┌─ Provided passage
When Mom was first evaluated by Suzanne, the physical therapist, on Nov. 23, her diagnosis was "gait instability." With great effort Suzanne had pulled the safety belt to hoist Mom to her feet. At the parallel bars, Mom took baby steps.
Michael, the PTA, saw her on Wednesday, Nov. 30. By the following Monday, he commented, "She's doing a lot better today."
Jona reported this to me--I don't go to the PT sessions if I can help it.
By Thursday, Dec. 8, when Suzanne saw her for the third time, she was impressed.
"You're doing much better than a few weeks ago," she said. "You're doing most of the work, Evelyn."
She meant: "I don't have to pull you up out of the wheelchair."
Mom stood up, took a couple of steps, and sat down, five times in a row. Then she walked twenty feet using the walker while Suzanne held the safety belt. Then she stood up another five times.
No need to work at the parallel bars--Mom was beyond that.
[Footnote: Mom was talking a blue streak while doing all this.
First "Anne lost my lower plate."
Then "I left it under my pillow for the tooth fairy."
Then "Connie is so mean to me! She said I was going to go to hell if I didn't mind her. I asked for orange juice but she said, 'Shut up! I put you to bed and you're going to stay there. I'm not going to give you a damn thing.' I started crying, and she said, 'Shut up!'"]
On Friday Mom didn't go to physical therapy because of the P.E.O. meeting, and I didn't take time to help her walk at all that day. (I had a cold and was barely able to take her out for three hours to P.E.O.)
When I came to see her Saturday afternoon at 4 pm, she was sleepy, talking to me with closed eyes. I figured she would probably not be alert enough to walk, but we tried a test run from her chair to the bathroom.
She did fine, so I put her wheelchair around the corner and halfway down the hall, hoping to get her to walk further than she had ever walked since June 1.
She did great again and in fact walked past the wheelchair and into the dining room--maybe about 100 feet. I'll have to measure it.
I sang "Walking in a Winter Wonderland," again and again, to distract her from how difficult it was. She kind of sang along with me.
After dinner, I thought "Why not?" and pulled her up to stand at her walker.
She walked all the way back to her room and collapsed into her pink recliner.
I was singing all the way--"Winter Wonderland," "Frosty the Snowman."
The hall sure looked long as we left the living room and inched toward the laundry room.
"There must have been some magic in that old top hat we found...."
Either magic or a miracle.
She hasn't walked that far since arriving at Ocean View, October 1, 2004.
└─
Prompt - Rewrite the account of Mom's physical therapy, beginning at the words "By Thursday, Dec." and stopping after "was beyond that.", with "cane" in place of "walker".
┌─ Supplied entries
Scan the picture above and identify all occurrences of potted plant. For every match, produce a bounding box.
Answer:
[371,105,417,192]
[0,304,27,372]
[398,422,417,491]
└─
Finished exercise -
By Thursday, Dec. 8, when Suzanne saw her for the third time, she was impressed.
"You're doing much better than a few weeks ago," she said. "You're doing most of the work, Evelyn."
She meant: "I don't have to pull you up out of the wheelchair."
Mom stood up, took a couple of steps, and sat down, five times in a row. Then she walked twenty feet using the cane while Suzanne held the safety belt. Then she stood up another five times.
No need to work at the parallel bars--Mom was beyond that.